WHAT THIS TASK INVOLVES: Using the street photography interview, decide whether each statement agrees with it: 1. She began photographing professionally in 2015. 2. Her first photographs after moving to Quebec City were of people. 3. She founded Observadores Urbanos. Answer yes or no for each, quoting the words that decide it.

==== EXCERPTED TEXT

Sandra Hernandez is a Mexican-Canadian street photographer. Today we will get to know her opinion on street photography. For her, street photography discovers what was happening with its people and their daily lives. Let us carry on the discussion of street photography with her.

Thank you for joining us here today! could you please introduce yourself?

Thank you for joining us here today! could you please introduce yourself?

My name is Sandra Hernández. I’m a Mexican-Canadian architect and photographer. A camera travels with me since I was 6 years old but I started doing it professionally in 2015. My work ranges from street photography to documentary, and it’s inspired by my passion and curiosity for urban life and its daily events. I’m an Official Fujifilm Ambassador (X-Photographer) and founder of Observadores Urbanos (Urban Observers), a platform whose mission is to promote and spread Spanish-speaking street photography. I divide my time between Mexico and Quebec when I’m not traveling for a project.

What first drew you to street photography—and how did you discover it? 

I moved to Quebec City almost 15 years ago. In my attempt to integrate and get to know my new country better, I started going out with my camera to walk the streets and discover what was happening with its people and their daily lives. At first, I was photographing architecture and landscapes but little by little I became more interested in the human factor. So I decided to become an anonymous observer, a bystander, and spontaneously capture what was happening in my new city. Later I learned that there was already a photographic genre that was dedicated to that and it was there where I began to study it and look for inspiration.

Please share some of your memories of art & street photography?

The moment when I discovered that what I instinctively did with my camera on my walks through the streets of Quebec was called street photography has been decisive in my life as a photographer. That simple fact opened an immense panorama for me and sparked my passion for this type of photography.

========
==== DATASET CONTENT

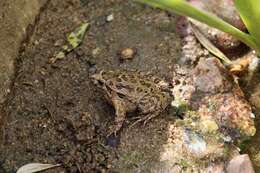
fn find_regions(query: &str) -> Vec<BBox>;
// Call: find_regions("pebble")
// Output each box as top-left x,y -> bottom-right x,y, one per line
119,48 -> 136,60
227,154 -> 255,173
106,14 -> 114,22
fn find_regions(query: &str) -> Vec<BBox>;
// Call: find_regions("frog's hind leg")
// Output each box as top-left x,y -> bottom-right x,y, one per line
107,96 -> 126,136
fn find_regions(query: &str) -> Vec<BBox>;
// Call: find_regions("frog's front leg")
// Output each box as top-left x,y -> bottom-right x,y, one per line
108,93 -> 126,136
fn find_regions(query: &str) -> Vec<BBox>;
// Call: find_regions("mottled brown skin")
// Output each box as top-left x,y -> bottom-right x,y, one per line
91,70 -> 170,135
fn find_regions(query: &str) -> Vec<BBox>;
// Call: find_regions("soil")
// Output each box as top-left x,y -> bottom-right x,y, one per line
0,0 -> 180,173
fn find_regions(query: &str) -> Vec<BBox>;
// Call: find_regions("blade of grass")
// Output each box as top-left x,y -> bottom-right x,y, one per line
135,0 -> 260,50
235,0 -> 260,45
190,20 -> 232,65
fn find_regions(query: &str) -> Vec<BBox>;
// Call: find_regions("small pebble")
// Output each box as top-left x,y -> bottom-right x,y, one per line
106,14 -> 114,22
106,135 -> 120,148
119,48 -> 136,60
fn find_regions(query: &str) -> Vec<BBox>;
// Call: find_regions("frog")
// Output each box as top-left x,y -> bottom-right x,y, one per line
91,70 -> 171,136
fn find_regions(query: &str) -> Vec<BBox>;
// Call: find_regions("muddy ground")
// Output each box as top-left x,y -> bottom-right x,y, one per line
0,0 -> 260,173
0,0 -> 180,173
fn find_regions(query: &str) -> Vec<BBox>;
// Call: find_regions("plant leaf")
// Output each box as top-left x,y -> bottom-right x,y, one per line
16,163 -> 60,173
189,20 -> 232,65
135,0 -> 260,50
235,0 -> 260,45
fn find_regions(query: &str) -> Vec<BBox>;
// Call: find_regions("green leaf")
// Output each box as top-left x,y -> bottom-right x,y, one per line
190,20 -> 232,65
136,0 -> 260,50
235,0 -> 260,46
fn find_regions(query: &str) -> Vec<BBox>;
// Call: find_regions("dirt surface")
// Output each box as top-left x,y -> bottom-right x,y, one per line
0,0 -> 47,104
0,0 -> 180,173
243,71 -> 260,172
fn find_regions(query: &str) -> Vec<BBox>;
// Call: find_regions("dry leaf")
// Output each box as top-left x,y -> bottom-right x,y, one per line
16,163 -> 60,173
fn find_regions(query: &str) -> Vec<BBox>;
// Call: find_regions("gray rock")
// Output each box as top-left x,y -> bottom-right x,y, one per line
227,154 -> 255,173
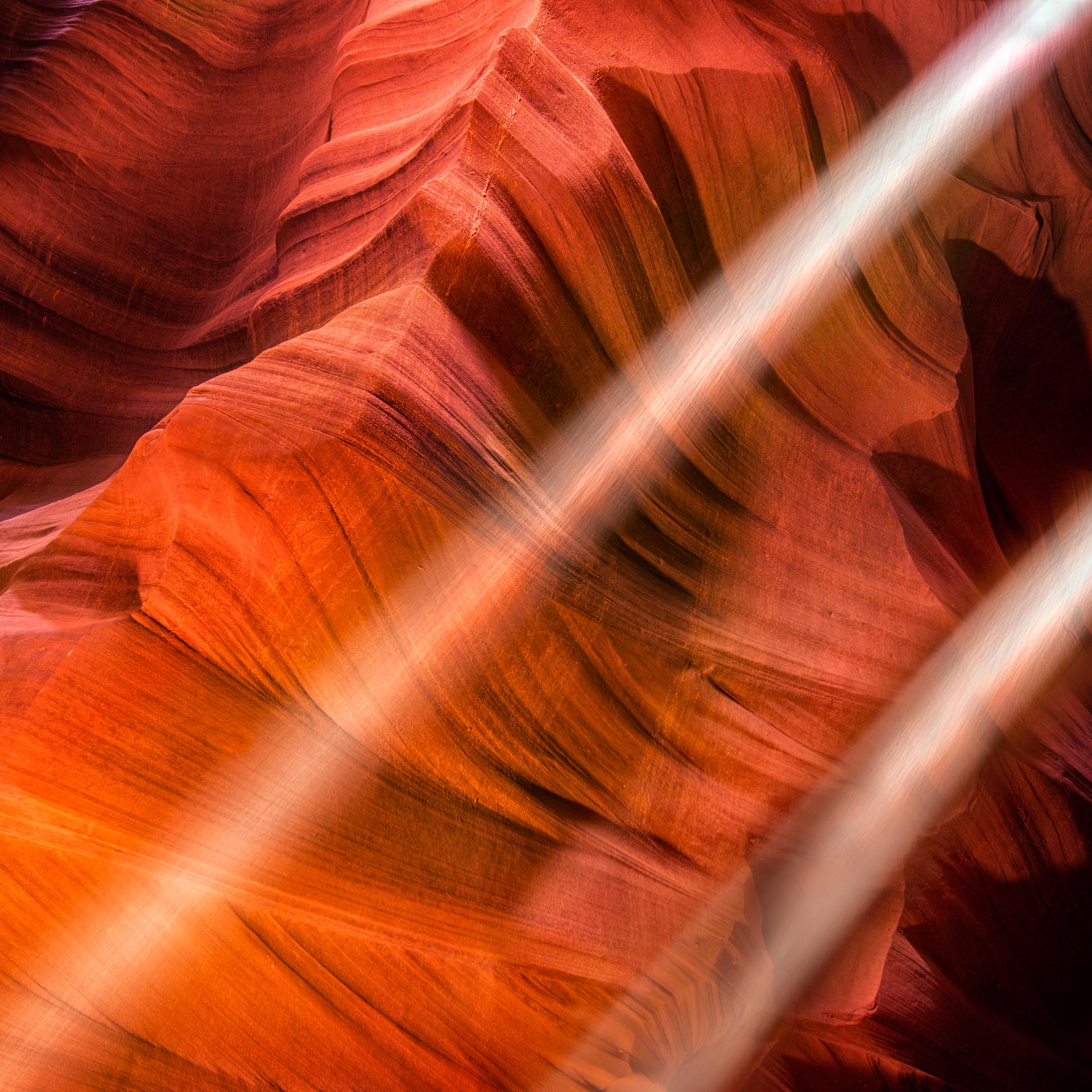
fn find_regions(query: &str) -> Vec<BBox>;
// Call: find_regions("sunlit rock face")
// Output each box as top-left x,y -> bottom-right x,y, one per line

========

COMPLETE OUTPUT:
1. Yes: "I started doing it professionally in 2015."
2. No: "At first, I was photographing architecture and landscapes but little by little I became more interested in the human factor."
3. Yes: "founder of Observadores Urbanos (Urban Observers)"